**WHAT TO WORK ON**
Transcribe the records verbatim, images excluded.

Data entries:
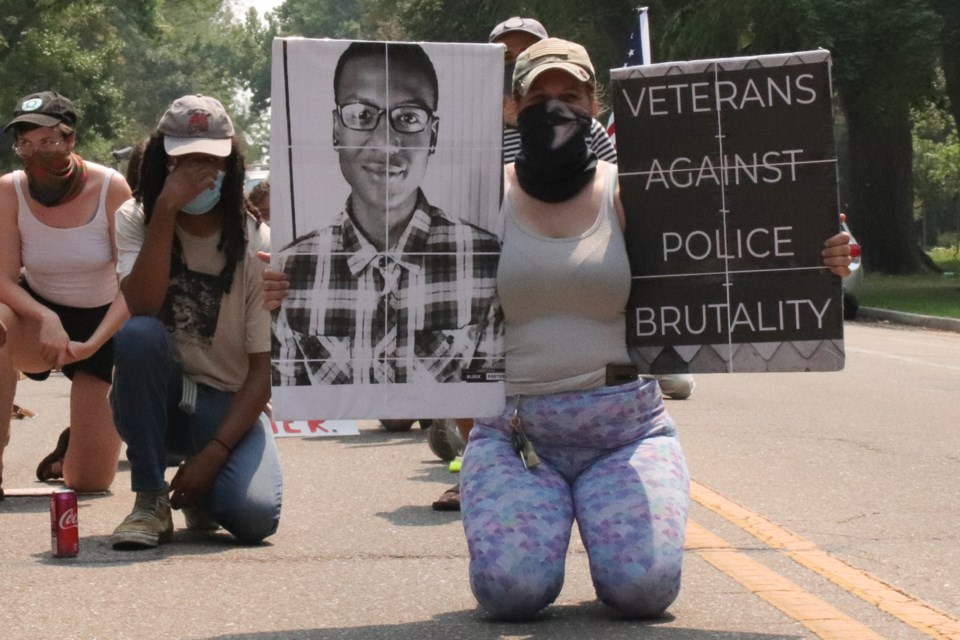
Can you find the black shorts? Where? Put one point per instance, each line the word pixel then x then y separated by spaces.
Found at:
pixel 79 324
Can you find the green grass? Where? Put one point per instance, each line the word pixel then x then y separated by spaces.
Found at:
pixel 932 295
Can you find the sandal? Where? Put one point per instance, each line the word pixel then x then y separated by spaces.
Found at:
pixel 45 468
pixel 20 413
pixel 449 500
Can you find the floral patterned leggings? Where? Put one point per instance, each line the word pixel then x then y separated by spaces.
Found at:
pixel 611 461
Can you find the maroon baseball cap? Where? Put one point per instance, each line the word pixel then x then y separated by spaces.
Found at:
pixel 196 124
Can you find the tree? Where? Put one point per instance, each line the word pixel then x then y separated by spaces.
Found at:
pixel 70 46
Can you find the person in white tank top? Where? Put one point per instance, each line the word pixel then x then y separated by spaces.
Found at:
pixel 60 302
pixel 571 446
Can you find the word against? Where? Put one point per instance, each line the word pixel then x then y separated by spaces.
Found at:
pixel 721 318
pixel 771 167
pixel 314 428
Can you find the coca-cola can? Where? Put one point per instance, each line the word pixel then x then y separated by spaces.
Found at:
pixel 64 531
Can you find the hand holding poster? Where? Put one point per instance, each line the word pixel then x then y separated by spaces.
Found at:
pixel 386 178
pixel 728 177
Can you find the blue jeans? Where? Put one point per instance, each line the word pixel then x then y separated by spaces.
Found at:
pixel 146 395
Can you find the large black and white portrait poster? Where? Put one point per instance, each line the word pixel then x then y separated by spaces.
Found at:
pixel 729 180
pixel 385 185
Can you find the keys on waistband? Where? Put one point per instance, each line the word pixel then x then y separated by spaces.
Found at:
pixel 522 444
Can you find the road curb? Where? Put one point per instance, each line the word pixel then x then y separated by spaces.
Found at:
pixel 911 319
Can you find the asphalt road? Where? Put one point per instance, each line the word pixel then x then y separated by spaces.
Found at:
pixel 825 505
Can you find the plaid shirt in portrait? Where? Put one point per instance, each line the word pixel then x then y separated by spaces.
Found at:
pixel 424 310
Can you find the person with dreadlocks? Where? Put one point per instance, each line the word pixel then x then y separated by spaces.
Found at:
pixel 192 366
pixel 60 300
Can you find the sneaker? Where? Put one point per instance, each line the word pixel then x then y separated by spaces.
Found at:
pixel 148 525
pixel 444 439
pixel 199 520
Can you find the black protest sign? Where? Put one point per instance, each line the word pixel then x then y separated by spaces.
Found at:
pixel 728 177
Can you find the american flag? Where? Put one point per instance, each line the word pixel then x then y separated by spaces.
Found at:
pixel 638 52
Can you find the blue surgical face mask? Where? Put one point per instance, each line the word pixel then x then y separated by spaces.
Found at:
pixel 206 200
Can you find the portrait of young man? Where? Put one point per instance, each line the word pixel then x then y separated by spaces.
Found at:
pixel 392 285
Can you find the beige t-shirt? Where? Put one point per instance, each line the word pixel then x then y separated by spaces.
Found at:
pixel 564 301
pixel 212 330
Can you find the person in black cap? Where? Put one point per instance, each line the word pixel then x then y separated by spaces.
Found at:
pixel 56 229
pixel 517 35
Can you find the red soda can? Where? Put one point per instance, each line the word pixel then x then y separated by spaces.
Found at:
pixel 64 531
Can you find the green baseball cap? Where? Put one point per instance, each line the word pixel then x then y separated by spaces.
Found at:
pixel 552 53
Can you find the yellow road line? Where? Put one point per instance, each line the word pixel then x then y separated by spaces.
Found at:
pixel 824 620
pixel 901 605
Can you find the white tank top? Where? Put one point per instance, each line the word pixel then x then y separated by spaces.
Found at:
pixel 564 302
pixel 72 266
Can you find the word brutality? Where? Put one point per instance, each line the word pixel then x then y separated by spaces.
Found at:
pixel 722 318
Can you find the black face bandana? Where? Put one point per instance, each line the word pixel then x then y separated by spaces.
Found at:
pixel 554 162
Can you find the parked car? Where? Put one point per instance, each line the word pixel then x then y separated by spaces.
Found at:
pixel 852 282
pixel 254 176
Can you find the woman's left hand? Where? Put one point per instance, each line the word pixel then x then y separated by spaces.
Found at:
pixel 77 351
pixel 195 477
pixel 836 253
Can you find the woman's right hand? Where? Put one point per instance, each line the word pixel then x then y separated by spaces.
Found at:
pixel 276 285
pixel 190 176
pixel 53 340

**SOLUTION TO THE EXERCISE**
Can you find the black shorts? Where? Put one point per instance, each line the word pixel then x then y separated by spaces.
Found at:
pixel 79 324
Can you find the green grass? Where? Put one point per instance, each line the word pixel then x then y separated by spaces.
Found at:
pixel 932 295
Can you find the sandal? Where? Put one point per instance, each line the word pixel then x then y separated by spaces.
Found at:
pixel 45 468
pixel 20 413
pixel 449 500
Can you find the floral patterned leggings? Where? Put one point per instance, each line the word pixel then x then y separated by spaces.
Found at:
pixel 611 461
Can you find the maroon baseball cap? Where? Put one point per instance, each line the word pixel then x then y separated by spaces.
Found at:
pixel 196 124
Can you find the tree? Where? Put one point per instance, each line the word pixel then x then y separated by spaces.
Found at:
pixel 70 46
Can you find the person in white tank top? Where? Put one point per instance, each line the word pixel then x then y separated by spaces.
Found at:
pixel 60 302
pixel 571 446
Can you find the word against? Where? Put one point per instance, each line the word pixel then x then y separated by spaces.
Found at:
pixel 721 318
pixel 771 167
pixel 314 428
Can you find the coca-cola can? Where? Put one point per instance, each line the word pixel then x then y separated by spaces.
Found at:
pixel 64 531
Can you find the hand holding poster? Where? Put one point per instance, each line the word pixel then x then y separated by spaces.
Found at:
pixel 386 178
pixel 728 177
Can you find the blue jeans? Where? Put one point per instance, each line the word pixel then x then y separated by spaces.
Found at:
pixel 146 395
Can you find the large black and white portrait poster? Where? Put one point per instance, each line the word pixel then x then y separated by spaces.
Found at:
pixel 729 180
pixel 385 185
Can you find the keys on waistband? Where? Put one point per instance, each line the word pixel then x then y separated by spaces.
Found at:
pixel 522 444
Can you find the road curb? Where? Put one point per instance, each line the word pixel then x then y separated by spaces.
Found at:
pixel 911 319
Can you find the asphalt road? Where? Put one point per instance, each line the word pixel then x then y separated by spaces.
Found at:
pixel 825 505
Can you find the plaid shirt in portrait? Where? Put one point per instance, each line the word pixel then x then y separated by spaces.
Found at:
pixel 424 310
Can you find the person with dreadlocks? Where? Put one point per instance, each line the word pixel then x then y separated by spaces.
Found at:
pixel 192 366
pixel 60 300
Can you find the sneaker? Where? Put one point per instance, each line the word pixel then x then y separated by spaces.
Found at:
pixel 148 525
pixel 444 439
pixel 199 520
Can you find the black protest sign? Where? Put one point per instance, each line the word pixel then x then y separated by spaces.
Found at:
pixel 728 177
Can you find the american flag? Where? Put one point per instance, each line the word pixel then x then y separated by spaces.
Found at:
pixel 638 52
Can you find the blue surgical face mask? Where? Put one point per instance, each line the word pixel then x then y separated by spaces.
Found at:
pixel 206 200
Can you find the portrait of young man? Where? Put one point per instance, each line the word pixel then x then y separated by spaces.
Found at:
pixel 392 285
Can you find the beige t-shirt? Where? Put one point per instance, each line the word pixel then x then y separated by spaces.
Found at:
pixel 564 301
pixel 212 330
Can you find the person in black cap? Where? Put one point per instance, each line the word pixel then x then y separated by spaces.
Found at:
pixel 56 229
pixel 517 35
Can you find the red soda can? Where? Put one point per instance, each line the word pixel then x then y separated by spaces.
Found at:
pixel 64 531
Can you find the green baseball cap? Where? Put one point per instance, each line the word pixel then x then y separated by spaces.
Found at:
pixel 552 53
Can you find the yellow road line? Where? Put one point per instance, each line the word pixel then x then y separated by spaces.
Found at:
pixel 824 620
pixel 901 605
Can you find the white tank top? Where? Put one point per instance, each line the word pixel then x then y separated by spaces.
Found at:
pixel 564 302
pixel 72 266
Can you find the word brutality? Where? Put one point per instance, each line the word pixel then x then y separated by spaces.
Found at:
pixel 722 318
Can you find the black face bandana? Where? Put one point per instance, each line the word pixel then x then y separated by spaces.
Found at:
pixel 554 162
Can you find the parked car? Where? Put one point per instance, each line the word pixel then x then y separated by spaces.
Found at:
pixel 852 282
pixel 254 176
Can you find the woman's left hand? Where? Put one point per instance, each line the word pixel then x then y separated by spaces.
Found at:
pixel 77 351
pixel 195 477
pixel 836 253
Can you find the woman's right hand? Where? Put one point per instance, each line the word pixel then x then y separated by spaces.
Found at:
pixel 276 285
pixel 190 176
pixel 53 340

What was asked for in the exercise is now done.